**EXERCISE DETAILS**: Convert the data below into a Markdown table with two columns, No. and Text, giving each non-blank line its own numbered row. Leave the pictures out.

**EXERCISE DATA**:

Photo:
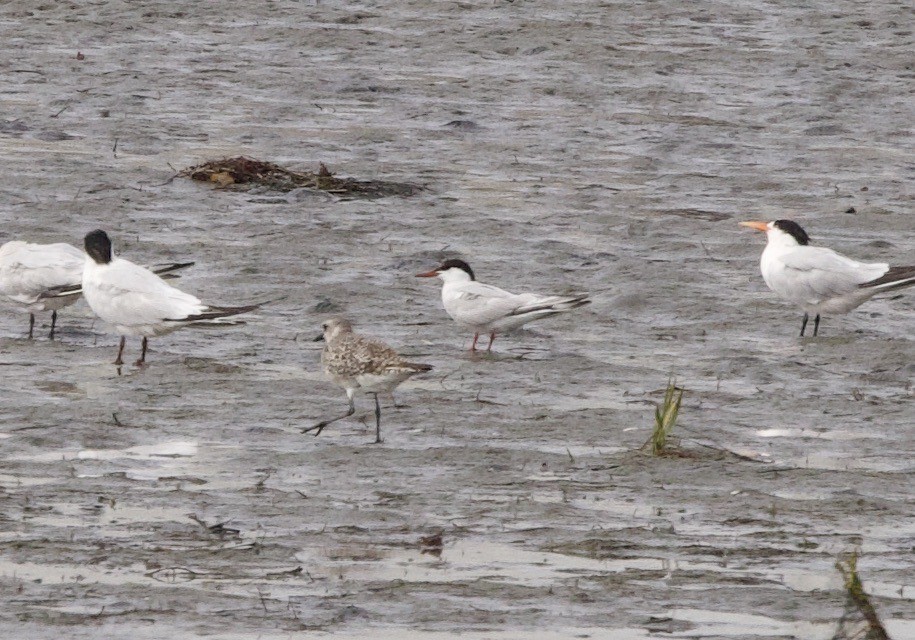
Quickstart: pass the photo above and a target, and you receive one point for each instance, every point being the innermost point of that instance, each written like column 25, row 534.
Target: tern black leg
column 118, row 360
column 142, row 360
column 377, row 420
column 318, row 428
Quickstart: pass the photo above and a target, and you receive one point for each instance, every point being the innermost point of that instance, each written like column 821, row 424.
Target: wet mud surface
column 559, row 146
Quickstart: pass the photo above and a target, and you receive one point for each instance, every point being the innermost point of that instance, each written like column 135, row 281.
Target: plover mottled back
column 31, row 273
column 818, row 279
column 137, row 301
column 357, row 363
column 487, row 309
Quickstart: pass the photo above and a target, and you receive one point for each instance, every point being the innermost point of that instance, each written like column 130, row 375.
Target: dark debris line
column 242, row 173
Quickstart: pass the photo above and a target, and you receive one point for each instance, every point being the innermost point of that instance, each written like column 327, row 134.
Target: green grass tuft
column 665, row 418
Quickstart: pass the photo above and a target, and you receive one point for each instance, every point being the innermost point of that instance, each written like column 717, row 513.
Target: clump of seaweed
column 859, row 598
column 665, row 418
column 242, row 173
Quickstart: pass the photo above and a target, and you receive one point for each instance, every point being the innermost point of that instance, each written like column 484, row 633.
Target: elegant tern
column 820, row 280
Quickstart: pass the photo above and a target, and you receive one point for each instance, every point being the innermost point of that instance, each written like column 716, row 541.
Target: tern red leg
column 142, row 360
column 118, row 360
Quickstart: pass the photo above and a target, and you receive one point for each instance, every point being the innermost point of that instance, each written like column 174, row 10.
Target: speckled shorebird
column 484, row 308
column 820, row 280
column 357, row 363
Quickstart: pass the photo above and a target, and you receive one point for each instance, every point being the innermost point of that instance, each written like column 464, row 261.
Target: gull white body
column 30, row 272
column 134, row 300
column 820, row 280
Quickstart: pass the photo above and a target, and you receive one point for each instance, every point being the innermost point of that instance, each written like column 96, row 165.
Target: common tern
column 46, row 277
column 358, row 363
column 820, row 280
column 136, row 301
column 484, row 308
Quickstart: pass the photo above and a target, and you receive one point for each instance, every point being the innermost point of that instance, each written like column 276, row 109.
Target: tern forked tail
column 895, row 278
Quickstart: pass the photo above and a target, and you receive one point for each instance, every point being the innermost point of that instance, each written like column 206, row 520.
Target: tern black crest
column 458, row 264
column 98, row 246
column 794, row 230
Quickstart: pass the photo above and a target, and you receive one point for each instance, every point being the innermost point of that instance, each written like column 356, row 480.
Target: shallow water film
column 557, row 146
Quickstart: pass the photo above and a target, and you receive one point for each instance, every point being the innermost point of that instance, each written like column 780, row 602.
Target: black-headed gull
column 46, row 277
column 357, row 363
column 484, row 308
column 817, row 279
column 136, row 301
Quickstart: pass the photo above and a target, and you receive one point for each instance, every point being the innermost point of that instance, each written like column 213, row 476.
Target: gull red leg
column 118, row 360
column 142, row 360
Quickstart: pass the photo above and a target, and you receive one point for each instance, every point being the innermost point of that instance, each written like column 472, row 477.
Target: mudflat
column 557, row 147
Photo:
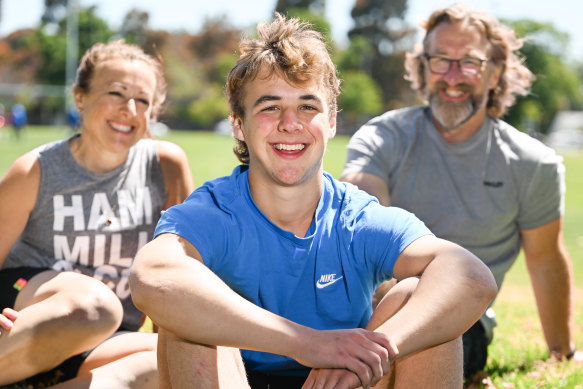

**ANSWER TO THE TASK**:
| No. | Text |
|---|---|
| 1 | Photo: |
| 2 | Quickstart: pass the photo above and a target, and you receive one point for each instance, every point being the innermost point of that instance, each written like column 25, row 534. |
| 3 | Target: tern black leg |
| 4 | column 118, row 360 |
| 5 | column 142, row 360 |
| 6 | column 377, row 420 |
| 7 | column 318, row 428 |
| 8 | Quickstart: pass the photo above and a target, and you receive one point for each instance, every point being the innermost point of that instance, each written like column 821, row 424. |
| 9 | Target: wet mud surface |
| 10 | column 559, row 146 |
| 11 | Quickstart: pass the photo above and a target, and you receive one point for each instance, every point being the innermost point of that instance, each written like column 135, row 281. |
| 12 | Target: plover mottled back |
| 13 | column 31, row 273 |
| 14 | column 818, row 279 |
| 15 | column 137, row 301 |
| 16 | column 357, row 363 |
| 17 | column 487, row 309 |
| 18 | Quickstart: pass the photo above and a target, and you receive one point for each instance, every point being the innermost point of that instance, each written like column 130, row 375. |
| 19 | Target: dark debris line |
| 20 | column 242, row 173 |
| 21 | Quickstart: pass the photo above and a target, and you receive one point for each instance, every point being the innermost point of that instance, each written like column 327, row 134. |
| 22 | Target: green grass tuft |
| 23 | column 665, row 418 |
| 24 | Quickstart: pass the photo above and a target, and you receive one point for each instance, every point being the innermost point of that instance, each written like column 717, row 513. |
| 25 | Target: clump of seaweed |
| 26 | column 859, row 598 |
| 27 | column 665, row 418 |
| 28 | column 242, row 173 |
| 29 | Quickstart: pass the photo above and a target, and you receive one point for each instance, every point being the innermost point of that instance, each written like column 484, row 633. |
| 30 | Target: elegant tern |
| 31 | column 820, row 280 |
| 32 | Quickstart: pass the photo above and a target, and you receive one point for each instance, every point being the innermost point of that instance, each written like column 716, row 541. |
| 33 | Target: tern red leg |
| 34 | column 142, row 360 |
| 35 | column 118, row 360 |
| 36 | Quickstart: pass the photo above and a target, and you receive one point for each instance, every point being the innermost point of that instance, each written like column 174, row 10. |
| 37 | Target: speckled shorebird |
| 38 | column 484, row 308 |
| 39 | column 820, row 280 |
| 40 | column 357, row 363 |
| 41 | Quickstart: pass the photo above and a target, and you receive one point for each instance, every point being the innermost point of that instance, each written like column 464, row 261. |
| 42 | Target: gull white body |
| 43 | column 30, row 272 |
| 44 | column 134, row 300 |
| 45 | column 820, row 280 |
| 46 | Quickstart: pass the photo above and a target, and you receive one point for each instance, every point being the innermost point of that instance, each written like column 96, row 165. |
| 47 | Target: common tern |
| 48 | column 46, row 277 |
| 49 | column 358, row 363 |
| 50 | column 820, row 280 |
| 51 | column 136, row 301 |
| 52 | column 484, row 308 |
| 53 | Quickstart: pass the photo above and a target, and you receive one point for each instance, every point being the innermost point of that instance, each written like column 276, row 109. |
| 54 | Target: tern forked tail |
| 55 | column 895, row 278 |
| 56 | Quickstart: pass the photo above and a target, and you receive one point for each instance, every point being the innermost point of that instance, each written like column 206, row 520. |
| 57 | Target: tern black crest |
| 58 | column 458, row 264 |
| 59 | column 98, row 246 |
| 60 | column 794, row 230 |
| 61 | Quickstart: pass the photo above and a target, and you receive one point for each instance, every point being the innermost point of that instance, each written like column 356, row 480. |
| 62 | Target: shallow water film |
| 63 | column 557, row 146 |
| 64 | Quickstart: pass the photo above and a target, and you receive one point for each instance, every point being the innermost point of that instance, each written like column 780, row 602. |
| 65 | Target: black-headed gull |
| 66 | column 46, row 277 |
| 67 | column 357, row 363 |
| 68 | column 484, row 308 |
| 69 | column 817, row 279 |
| 70 | column 136, row 301 |
| 71 | Quickstart: pass the photo above and a target, and you receive one point for each instance, every point being the innermost point of that instance, each written like column 213, row 476. |
| 72 | Target: gull red leg |
| 73 | column 118, row 360 |
| 74 | column 142, row 360 |
| 75 | Quickstart: pass the photo above and a target, and you receive one point for each instance, every point being the innermost point of that instance, each written like column 472, row 477. |
| 76 | Target: mudflat |
| 77 | column 557, row 147 |
| 78 | Photo: |